▶ **Selection**:
%%

Customer Service Knowledge Base Best Practices in 7 Steps

Category: Best Practices

Last updated on Sep 23, 2024

Every company’s reputation relies on its customers.

If the world’s beaten a path to your door but you end up doing a bad job dealing with customers, word is going to get out and you’ll lose sales no matter how good your mousetrap is.

Just as much as marketing relies on the relationship with prospects, the customer service branch of your company needs to rely on its relationship with existing customers. Believe it or not, companies compete on this front just about as much as they compete on the merits of their products!

In recent years, a new tool has come into play in the arsenal of customer service teams everywhere. That’s the customer service knowledge base, also known as an externally-facing knowledge base.

By now, in 2020, it’s outgrown its early quirks and moved into the spotlight as a tool that can make the difference between a positive and a negative customer service experience.

What is a Customer Service Knowledge Base?

A customer service knowledge base is a centralized repository of information and resources designed to assist both customer service representatives and customers by providing detailed information like user guides, troubleshooting guides, and FAQs of a product.  

It covers everything about your product and how to use it. From the initial setup process to advanced power user techniques – there are no limits in size. It is similar in principle to a wiki. It’s a collection of articles arranged into a hierarchy, much like how an encyclopedia might be broken up by subject or geographical area. 

An editor or team of editors is in charge of handling the design, layout, and structure of the pages and the categories so that users can drill down and quickly find all of the information they might need on a specific topic.

Generally, most companies choose to fully integrate their knowledge bases with their main websites. That means the URL, page title, and even the overall design will fit seamlessly into your website’s design theme, and there won’t be any way to tell that you didn’t code it from scratch on your own servers.

Even easier than a good structure, though, is search. Knowledge bases are known as being somewhat similar to search engines, in that you put in a query and get back the articles related to that query. However, these search bars are fine-tuned specifically for help-related searches.

As you put in a query, you’ll instantly see the articles that match up, even arranged by order of probable relevance after the very first word. A lot of engineering goes into the search bar specifically, because that’s what your customers are going to use as their very first point of contact.

Once they find the article title matches what they want to know (for example: “how to make a date appear on the auto-generated reports”), the goal is that they can learn how to do the task as soon as possible. The articles are brief and to the point, and after reading there’s even a quick rating they can complete to let you all know how hard it was to follow the instructions.

%%

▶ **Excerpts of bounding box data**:

%%

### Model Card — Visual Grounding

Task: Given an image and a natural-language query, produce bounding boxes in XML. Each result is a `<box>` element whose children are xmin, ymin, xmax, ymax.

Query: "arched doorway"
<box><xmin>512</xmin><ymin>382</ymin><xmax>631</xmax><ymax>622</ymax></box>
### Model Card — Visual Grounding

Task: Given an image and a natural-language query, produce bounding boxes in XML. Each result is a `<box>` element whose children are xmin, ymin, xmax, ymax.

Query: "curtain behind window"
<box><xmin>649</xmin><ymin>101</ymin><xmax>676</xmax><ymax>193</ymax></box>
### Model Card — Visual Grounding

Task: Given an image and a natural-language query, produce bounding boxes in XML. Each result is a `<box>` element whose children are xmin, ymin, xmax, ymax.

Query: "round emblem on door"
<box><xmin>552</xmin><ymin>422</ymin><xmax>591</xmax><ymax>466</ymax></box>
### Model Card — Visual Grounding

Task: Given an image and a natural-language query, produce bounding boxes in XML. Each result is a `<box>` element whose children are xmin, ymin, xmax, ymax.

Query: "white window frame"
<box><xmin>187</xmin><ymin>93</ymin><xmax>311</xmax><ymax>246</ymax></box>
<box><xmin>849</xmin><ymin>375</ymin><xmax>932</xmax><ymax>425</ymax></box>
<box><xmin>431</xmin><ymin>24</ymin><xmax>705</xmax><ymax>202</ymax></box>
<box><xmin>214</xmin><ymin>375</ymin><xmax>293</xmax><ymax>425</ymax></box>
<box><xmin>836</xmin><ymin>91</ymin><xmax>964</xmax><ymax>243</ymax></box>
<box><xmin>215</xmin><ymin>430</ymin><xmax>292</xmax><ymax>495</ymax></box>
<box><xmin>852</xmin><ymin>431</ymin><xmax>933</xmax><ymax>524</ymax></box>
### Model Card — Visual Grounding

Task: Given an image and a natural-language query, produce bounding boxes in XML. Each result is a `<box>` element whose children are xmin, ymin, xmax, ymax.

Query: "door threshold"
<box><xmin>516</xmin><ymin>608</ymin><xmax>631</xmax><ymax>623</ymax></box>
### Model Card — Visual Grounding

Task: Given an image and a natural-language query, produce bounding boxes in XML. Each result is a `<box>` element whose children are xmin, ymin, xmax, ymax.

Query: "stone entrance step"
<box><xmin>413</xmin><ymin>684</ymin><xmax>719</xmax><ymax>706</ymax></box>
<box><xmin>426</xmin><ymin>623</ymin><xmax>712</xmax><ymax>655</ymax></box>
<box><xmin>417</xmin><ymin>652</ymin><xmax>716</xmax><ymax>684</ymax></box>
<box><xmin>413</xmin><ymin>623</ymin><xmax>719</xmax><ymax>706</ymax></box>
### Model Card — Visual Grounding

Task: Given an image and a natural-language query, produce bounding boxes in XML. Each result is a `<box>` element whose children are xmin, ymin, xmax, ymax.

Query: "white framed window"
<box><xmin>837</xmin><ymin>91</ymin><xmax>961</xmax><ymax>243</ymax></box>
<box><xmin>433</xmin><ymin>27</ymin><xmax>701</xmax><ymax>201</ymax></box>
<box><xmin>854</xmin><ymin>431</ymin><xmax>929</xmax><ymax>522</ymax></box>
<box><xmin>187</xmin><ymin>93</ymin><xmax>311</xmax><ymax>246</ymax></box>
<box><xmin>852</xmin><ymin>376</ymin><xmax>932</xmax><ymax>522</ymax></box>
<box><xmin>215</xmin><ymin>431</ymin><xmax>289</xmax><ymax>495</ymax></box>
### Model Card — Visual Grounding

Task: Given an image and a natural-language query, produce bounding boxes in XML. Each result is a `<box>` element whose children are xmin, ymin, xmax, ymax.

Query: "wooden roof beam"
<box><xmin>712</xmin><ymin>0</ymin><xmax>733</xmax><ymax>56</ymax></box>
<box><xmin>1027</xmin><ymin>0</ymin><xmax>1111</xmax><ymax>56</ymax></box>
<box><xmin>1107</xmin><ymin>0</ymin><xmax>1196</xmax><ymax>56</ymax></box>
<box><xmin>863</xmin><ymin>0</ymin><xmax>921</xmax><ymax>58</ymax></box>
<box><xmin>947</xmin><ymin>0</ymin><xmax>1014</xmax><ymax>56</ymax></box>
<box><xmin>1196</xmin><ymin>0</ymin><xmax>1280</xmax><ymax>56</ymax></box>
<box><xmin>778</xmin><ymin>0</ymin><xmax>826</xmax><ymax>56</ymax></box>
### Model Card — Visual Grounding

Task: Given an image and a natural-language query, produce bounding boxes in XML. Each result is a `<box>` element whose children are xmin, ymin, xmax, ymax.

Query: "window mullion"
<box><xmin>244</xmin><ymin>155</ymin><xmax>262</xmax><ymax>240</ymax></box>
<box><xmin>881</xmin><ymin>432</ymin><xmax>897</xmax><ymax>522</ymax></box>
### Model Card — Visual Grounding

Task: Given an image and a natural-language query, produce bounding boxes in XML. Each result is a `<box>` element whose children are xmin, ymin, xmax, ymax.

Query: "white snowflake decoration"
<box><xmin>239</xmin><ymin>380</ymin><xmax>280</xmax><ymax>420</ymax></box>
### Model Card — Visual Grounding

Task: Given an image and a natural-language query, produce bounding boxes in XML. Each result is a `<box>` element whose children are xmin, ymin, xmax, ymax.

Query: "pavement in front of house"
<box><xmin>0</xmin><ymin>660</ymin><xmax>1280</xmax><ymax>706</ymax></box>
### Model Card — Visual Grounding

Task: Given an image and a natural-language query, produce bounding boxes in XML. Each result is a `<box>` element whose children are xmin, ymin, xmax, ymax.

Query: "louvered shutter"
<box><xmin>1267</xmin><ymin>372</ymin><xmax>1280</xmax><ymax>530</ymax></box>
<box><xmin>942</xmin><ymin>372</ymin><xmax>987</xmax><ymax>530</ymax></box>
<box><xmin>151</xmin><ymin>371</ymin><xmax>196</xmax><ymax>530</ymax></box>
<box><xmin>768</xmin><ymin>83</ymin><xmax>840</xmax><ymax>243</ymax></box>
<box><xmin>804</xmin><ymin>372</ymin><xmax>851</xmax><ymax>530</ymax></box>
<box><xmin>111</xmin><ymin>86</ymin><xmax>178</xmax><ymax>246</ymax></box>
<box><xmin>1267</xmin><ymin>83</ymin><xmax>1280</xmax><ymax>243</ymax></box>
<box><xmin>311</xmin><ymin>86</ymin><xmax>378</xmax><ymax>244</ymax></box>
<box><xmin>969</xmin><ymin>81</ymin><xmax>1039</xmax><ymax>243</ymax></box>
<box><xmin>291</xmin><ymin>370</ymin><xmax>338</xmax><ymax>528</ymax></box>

%%

▶ **What needs to be done**: Resume the article on customer service knowledge bases, starting right after its last sentence. The rows aren't needed for this.

▶ **Task result**:
That all sounds fine and dandy for the customer, but what’s in it for you?

Why a Customer Service Knowledge Base is Important?

First and foremost, a customer service knowledge base is designed to help you cut down on your customer service costs.

Think about it – people like helping themselves. They’re not necessarily interested in waiting for a long time in a phone service queue, or in trying not to fall asleep while waiting for a text chat support rep to finish typing. If there’s a single place where they can access high-quality support, then you no longer have to pay for any live people to work as your full-time instant customer service team.

Even if you’re offshoring phone support to a place with lower wages, you’re still looking at a monthly savings of a couple thousand dollars by going with a knowledge base over an actual phone team.

And when a decision like that makes your customers happier because they found their answers quicker, it’s a win-win for everyone involved.
You also end up with a stronger sense of authority cultivated in your own company in the online community.

When you Google a tech support question, you’re probably going to find answers from Quora, StackOverflow, Tom’s Hardware, and so on. Only rarely do you come up with actual usable tech support answers from the software maker’s own website – but when you do, it’s a great feeling, right?

Finally, the people writing the software are taking responsibility for supporting it directly!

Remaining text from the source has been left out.